→ TASK STATEMENT
Leave the images out. Give every line below again, precisely.
--- PROVIDED DATA Enclosed Below ---
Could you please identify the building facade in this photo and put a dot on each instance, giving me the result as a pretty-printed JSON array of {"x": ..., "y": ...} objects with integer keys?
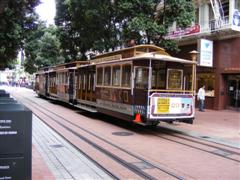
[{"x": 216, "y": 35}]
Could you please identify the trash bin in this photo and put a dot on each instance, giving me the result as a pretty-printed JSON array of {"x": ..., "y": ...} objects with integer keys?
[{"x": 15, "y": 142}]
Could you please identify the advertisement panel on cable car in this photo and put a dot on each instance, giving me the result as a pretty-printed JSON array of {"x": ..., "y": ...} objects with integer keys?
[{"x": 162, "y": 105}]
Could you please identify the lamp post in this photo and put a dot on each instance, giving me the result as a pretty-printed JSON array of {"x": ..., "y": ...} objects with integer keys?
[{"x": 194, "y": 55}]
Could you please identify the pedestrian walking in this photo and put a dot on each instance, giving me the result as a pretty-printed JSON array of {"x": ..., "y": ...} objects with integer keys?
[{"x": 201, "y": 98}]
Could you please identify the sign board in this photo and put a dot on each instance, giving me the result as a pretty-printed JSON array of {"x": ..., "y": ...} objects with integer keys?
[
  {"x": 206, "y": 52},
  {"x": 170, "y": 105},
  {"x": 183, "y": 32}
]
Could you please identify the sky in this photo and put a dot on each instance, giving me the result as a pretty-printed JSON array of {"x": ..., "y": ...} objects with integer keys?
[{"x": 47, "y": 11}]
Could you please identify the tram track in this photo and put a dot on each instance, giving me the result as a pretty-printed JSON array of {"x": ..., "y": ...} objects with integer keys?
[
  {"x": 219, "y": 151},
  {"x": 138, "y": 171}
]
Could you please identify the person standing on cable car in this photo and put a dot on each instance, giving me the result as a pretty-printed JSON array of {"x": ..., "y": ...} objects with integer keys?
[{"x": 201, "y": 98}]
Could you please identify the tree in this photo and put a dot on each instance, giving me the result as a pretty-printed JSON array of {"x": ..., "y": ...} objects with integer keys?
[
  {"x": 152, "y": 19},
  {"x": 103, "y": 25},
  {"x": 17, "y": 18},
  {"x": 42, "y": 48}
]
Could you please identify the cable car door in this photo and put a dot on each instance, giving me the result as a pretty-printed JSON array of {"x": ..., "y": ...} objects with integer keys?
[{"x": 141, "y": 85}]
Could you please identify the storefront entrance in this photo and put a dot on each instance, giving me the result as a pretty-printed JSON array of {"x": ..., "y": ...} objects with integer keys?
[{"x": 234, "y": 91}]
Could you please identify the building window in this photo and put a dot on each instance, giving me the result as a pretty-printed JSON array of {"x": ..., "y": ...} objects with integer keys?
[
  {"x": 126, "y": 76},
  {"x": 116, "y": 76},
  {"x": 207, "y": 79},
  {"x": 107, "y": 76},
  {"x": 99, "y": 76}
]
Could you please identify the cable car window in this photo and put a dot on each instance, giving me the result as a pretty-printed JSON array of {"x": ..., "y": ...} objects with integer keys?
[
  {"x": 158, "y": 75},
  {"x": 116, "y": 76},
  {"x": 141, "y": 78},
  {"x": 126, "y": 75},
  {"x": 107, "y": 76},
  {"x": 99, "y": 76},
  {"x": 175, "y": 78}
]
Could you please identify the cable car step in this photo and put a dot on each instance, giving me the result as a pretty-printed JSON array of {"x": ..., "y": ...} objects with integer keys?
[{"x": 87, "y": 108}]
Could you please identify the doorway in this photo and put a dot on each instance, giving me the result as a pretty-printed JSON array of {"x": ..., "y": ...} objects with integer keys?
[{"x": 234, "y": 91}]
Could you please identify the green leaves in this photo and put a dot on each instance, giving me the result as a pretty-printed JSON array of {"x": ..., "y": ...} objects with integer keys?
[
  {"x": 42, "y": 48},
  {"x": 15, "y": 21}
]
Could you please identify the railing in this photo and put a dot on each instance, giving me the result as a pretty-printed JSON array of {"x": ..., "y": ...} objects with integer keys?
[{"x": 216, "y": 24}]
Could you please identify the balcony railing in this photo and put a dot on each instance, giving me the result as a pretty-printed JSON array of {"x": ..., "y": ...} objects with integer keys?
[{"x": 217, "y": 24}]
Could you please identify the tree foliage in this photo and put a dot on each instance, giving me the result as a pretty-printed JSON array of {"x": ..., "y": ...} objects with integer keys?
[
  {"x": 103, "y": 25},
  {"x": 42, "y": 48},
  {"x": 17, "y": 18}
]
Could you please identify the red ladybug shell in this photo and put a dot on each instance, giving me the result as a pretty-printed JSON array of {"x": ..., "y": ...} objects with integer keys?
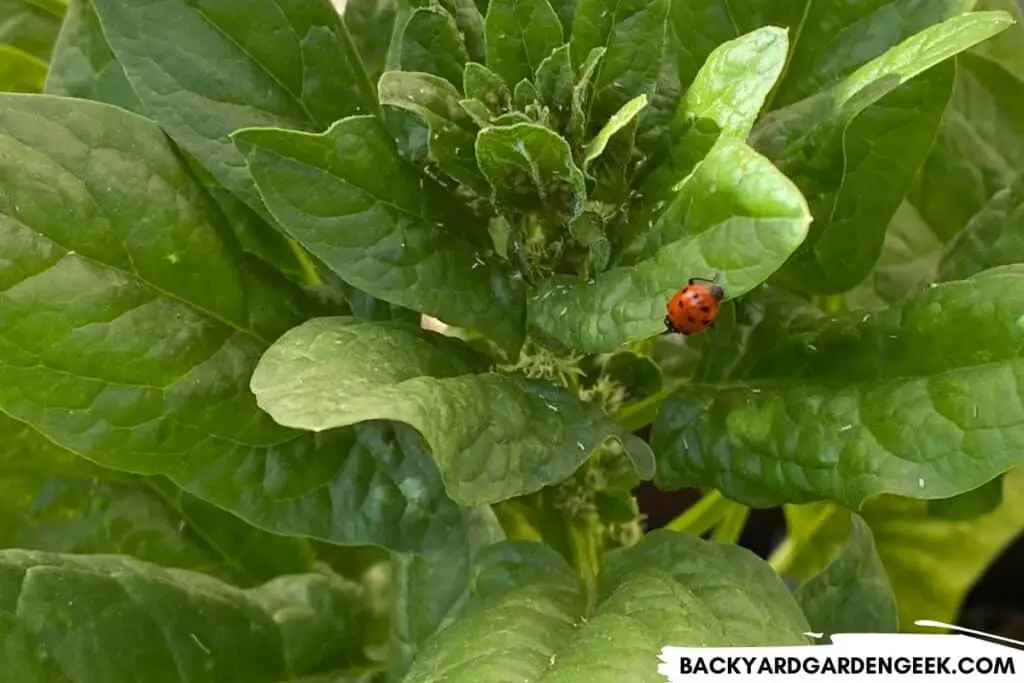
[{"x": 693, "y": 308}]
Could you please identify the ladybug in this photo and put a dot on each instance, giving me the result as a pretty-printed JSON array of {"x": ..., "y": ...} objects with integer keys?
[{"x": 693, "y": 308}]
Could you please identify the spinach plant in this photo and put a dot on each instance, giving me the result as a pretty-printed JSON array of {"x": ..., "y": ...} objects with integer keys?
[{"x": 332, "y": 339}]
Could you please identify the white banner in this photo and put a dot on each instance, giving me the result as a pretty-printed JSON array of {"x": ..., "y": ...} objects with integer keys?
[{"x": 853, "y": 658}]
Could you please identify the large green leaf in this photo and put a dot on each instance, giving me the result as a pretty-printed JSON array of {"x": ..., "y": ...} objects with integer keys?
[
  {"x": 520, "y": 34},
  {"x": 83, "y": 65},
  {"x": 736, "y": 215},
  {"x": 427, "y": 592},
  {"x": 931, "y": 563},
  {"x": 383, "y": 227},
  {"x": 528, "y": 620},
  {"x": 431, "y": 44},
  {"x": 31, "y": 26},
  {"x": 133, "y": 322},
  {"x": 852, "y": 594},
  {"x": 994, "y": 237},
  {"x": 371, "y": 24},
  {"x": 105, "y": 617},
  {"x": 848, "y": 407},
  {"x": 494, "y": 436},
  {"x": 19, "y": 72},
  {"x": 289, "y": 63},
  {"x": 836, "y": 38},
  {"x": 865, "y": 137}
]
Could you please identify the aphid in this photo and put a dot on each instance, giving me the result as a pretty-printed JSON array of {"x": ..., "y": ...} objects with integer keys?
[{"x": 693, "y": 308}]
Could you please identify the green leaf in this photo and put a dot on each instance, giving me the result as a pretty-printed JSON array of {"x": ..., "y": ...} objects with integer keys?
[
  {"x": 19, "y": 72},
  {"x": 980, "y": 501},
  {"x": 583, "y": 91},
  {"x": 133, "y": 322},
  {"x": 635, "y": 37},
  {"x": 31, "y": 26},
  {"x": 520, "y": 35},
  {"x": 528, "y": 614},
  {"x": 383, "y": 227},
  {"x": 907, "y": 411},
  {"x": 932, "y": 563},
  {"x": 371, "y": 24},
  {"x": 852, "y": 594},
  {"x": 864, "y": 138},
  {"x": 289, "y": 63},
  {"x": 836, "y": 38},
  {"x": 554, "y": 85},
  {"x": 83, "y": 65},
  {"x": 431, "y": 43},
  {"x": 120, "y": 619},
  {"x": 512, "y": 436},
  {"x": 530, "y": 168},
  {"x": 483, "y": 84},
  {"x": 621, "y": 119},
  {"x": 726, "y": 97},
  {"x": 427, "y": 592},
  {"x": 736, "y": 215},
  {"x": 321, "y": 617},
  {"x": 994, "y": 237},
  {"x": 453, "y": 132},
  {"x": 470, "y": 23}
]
--- End of Enclosed PROVIDED DATA ---
→ WORKED SOLUTION
Could you please identify the building facade in this photo and put a dot on each instance, giving me the result as a pretty-printed JSON array of {"x": ..., "y": ...} objects with integer keys?
[{"x": 216, "y": 35}]
Could you please identify the trash bin in this photo and put a dot on each instance, giving me the result as a pretty-printed JSON array of {"x": ..., "y": ...} objects with integer keys?
[{"x": 15, "y": 142}]
Could you please identify the advertisement panel on cable car in this photo and put a dot on each instance, giving me the result as a pretty-printed JSON array of {"x": ..., "y": ...} objects with integer keys?
[{"x": 162, "y": 105}]
Could you please identify the lamp post in this photo and put a dot on each instance, giving me the result as a pretty-printed JSON array of {"x": ..., "y": ...} objects with integer keys?
[{"x": 194, "y": 55}]
Could you please identify the pedestrian walking in this photo and put a dot on each instance, giving me the result as a pretty-printed JSON array of {"x": ..., "y": ...} objects with integer keys?
[{"x": 201, "y": 98}]
Could you please identify the sign board in this photo and put a dot on each instance, giving me the result as a pretty-printed JSON array of {"x": ..., "y": ...} objects with integer keys?
[
  {"x": 206, "y": 52},
  {"x": 170, "y": 105},
  {"x": 183, "y": 32}
]
Could you please identify the sky in this photo and put a dot on each instance, giving me the result as a pretty-printed JSON array of {"x": ..., "y": ...} objects with integer keys?
[{"x": 47, "y": 11}]
Could you please identify the tram track in this photo and put a dot on each instance, giving me the result as a pretty-printed JSON array of {"x": ..., "y": ...} objects with integer keys?
[
  {"x": 219, "y": 151},
  {"x": 138, "y": 171}
]
Could you please identify the person standing on cable car in this photo and put a dot on each instance, giving me the result as a pretty-printed JSON array of {"x": ..., "y": ...} objects with integer keys?
[{"x": 201, "y": 98}]
Could you please identify the tree in this photo and put a dot on each instance, giving me the result as a pretty-printed JSON array of {"x": ..., "y": ...} objects with integer keys?
[
  {"x": 152, "y": 19},
  {"x": 103, "y": 25},
  {"x": 17, "y": 18},
  {"x": 42, "y": 48}
]
Could you please identify the cable car door in this photo and put a dot on each instance, giving me the result as a pretty-printed JSON array of {"x": ..., "y": ...} objects with integer keys?
[{"x": 141, "y": 85}]
Could you please identify the storefront entrance in this photo and put a dot on each instance, giving me the result as a pretty-printed JSON array of {"x": ..., "y": ...} objects with integer keys?
[{"x": 234, "y": 91}]
Could you please identify the building window in this photo and put a dot on each instance, giving me the result as a pretty-printed JSON array of {"x": ..., "y": ...} objects with integer keys?
[
  {"x": 126, "y": 76},
  {"x": 116, "y": 76},
  {"x": 207, "y": 79},
  {"x": 107, "y": 76},
  {"x": 99, "y": 76}
]
Could you please identify the cable car window in this photo and put a dot on each instance, giving me the result as a pretty-printed JSON array of {"x": ..., "y": ...} objects with integer keys?
[
  {"x": 158, "y": 75},
  {"x": 116, "y": 76},
  {"x": 141, "y": 78},
  {"x": 126, "y": 75},
  {"x": 107, "y": 76},
  {"x": 99, "y": 76},
  {"x": 175, "y": 78}
]
Could you please identify the cable car step in this photo and put a dot on each instance, giving me the result as a pretty-printed JSON array of {"x": ..., "y": ...} objects with integer keys?
[{"x": 87, "y": 108}]
Could you please identify the doorway in this photo and put a dot on each instance, giving me the result as a pretty-printed JSON array of {"x": ..., "y": ...} objects with integer keys?
[{"x": 234, "y": 91}]
Could you please identify the green leaves in this photo and put a dot on each instance, giving me the result as a pretty-printed JSON array of {"x": ..., "y": ...} objects with integer keys?
[
  {"x": 42, "y": 48},
  {"x": 15, "y": 21}
]
Could you please identify the railing in this photo and put a dot on each instance, giving me the result as a pretty-printed JSON array of {"x": ..., "y": ...} objects with integer keys?
[{"x": 216, "y": 24}]
Could you please identify the balcony railing in this photo and put a dot on each instance, giving me the result as a pretty-printed JSON array of {"x": ..., "y": ...} objects with integer keys?
[{"x": 217, "y": 24}]
Could you please identify the tree foliage in this photo and put a dot on each instance, giving me the result as a pretty-printed JSON array of {"x": ..., "y": ...} objects with integer keys?
[
  {"x": 103, "y": 25},
  {"x": 42, "y": 48},
  {"x": 17, "y": 18}
]
Could you please identify the red ladybug shell in this photo and put a dot on each instance, giving me the result as a pretty-printed JSON array of {"x": ..., "y": ...} objects with integer keys?
[{"x": 693, "y": 308}]
Could you please identify the ladybug in this photo and put a dot on each instance, giving me the result as a pretty-printed JSON array of {"x": ..., "y": ...} objects with integer keys?
[{"x": 693, "y": 308}]
Could you please identify the spinach plant in this photo and put a dot on each instance, giving me the result as a pretty-printed JSON array of {"x": ..., "y": ...} objects with integer keys?
[{"x": 332, "y": 339}]
Could you please identify the white banner in this photo and put a dot on each instance, giving me the result as a pretty-printed JSON array of {"x": ..., "y": ...} objects with integer keys?
[{"x": 853, "y": 658}]
Could you please identify the large green leaf in this photo and put a dot on each instance, giving me the result as a pretty-printed JSON array of {"x": ..., "y": ...} objects with integer keys?
[
  {"x": 520, "y": 34},
  {"x": 83, "y": 65},
  {"x": 736, "y": 215},
  {"x": 427, "y": 592},
  {"x": 931, "y": 563},
  {"x": 383, "y": 227},
  {"x": 528, "y": 620},
  {"x": 431, "y": 44},
  {"x": 31, "y": 26},
  {"x": 133, "y": 322},
  {"x": 852, "y": 594},
  {"x": 994, "y": 237},
  {"x": 371, "y": 24},
  {"x": 105, "y": 617},
  {"x": 848, "y": 407},
  {"x": 494, "y": 436},
  {"x": 19, "y": 72},
  {"x": 289, "y": 63},
  {"x": 836, "y": 38},
  {"x": 865, "y": 137}
]
Could you please identify the aphid in this photo and put a dot on each instance, giving me the result as a pretty-printed JSON array of {"x": ..., "y": ...} objects with integer keys?
[{"x": 693, "y": 308}]
Could you please identify the green leaf in this photo and put a dot on each instance, giving me the result as a pretty-printed JSON array of {"x": ..., "y": ...} objects with integer keys?
[
  {"x": 19, "y": 72},
  {"x": 980, "y": 501},
  {"x": 583, "y": 91},
  {"x": 133, "y": 322},
  {"x": 635, "y": 37},
  {"x": 31, "y": 26},
  {"x": 520, "y": 35},
  {"x": 528, "y": 614},
  {"x": 383, "y": 227},
  {"x": 907, "y": 411},
  {"x": 932, "y": 563},
  {"x": 371, "y": 24},
  {"x": 852, "y": 594},
  {"x": 864, "y": 138},
  {"x": 289, "y": 63},
  {"x": 836, "y": 38},
  {"x": 554, "y": 85},
  {"x": 83, "y": 65},
  {"x": 431, "y": 43},
  {"x": 120, "y": 619},
  {"x": 512, "y": 436},
  {"x": 530, "y": 168},
  {"x": 483, "y": 84},
  {"x": 621, "y": 119},
  {"x": 726, "y": 97},
  {"x": 427, "y": 592},
  {"x": 736, "y": 215},
  {"x": 321, "y": 617},
  {"x": 994, "y": 237},
  {"x": 453, "y": 132},
  {"x": 470, "y": 23}
]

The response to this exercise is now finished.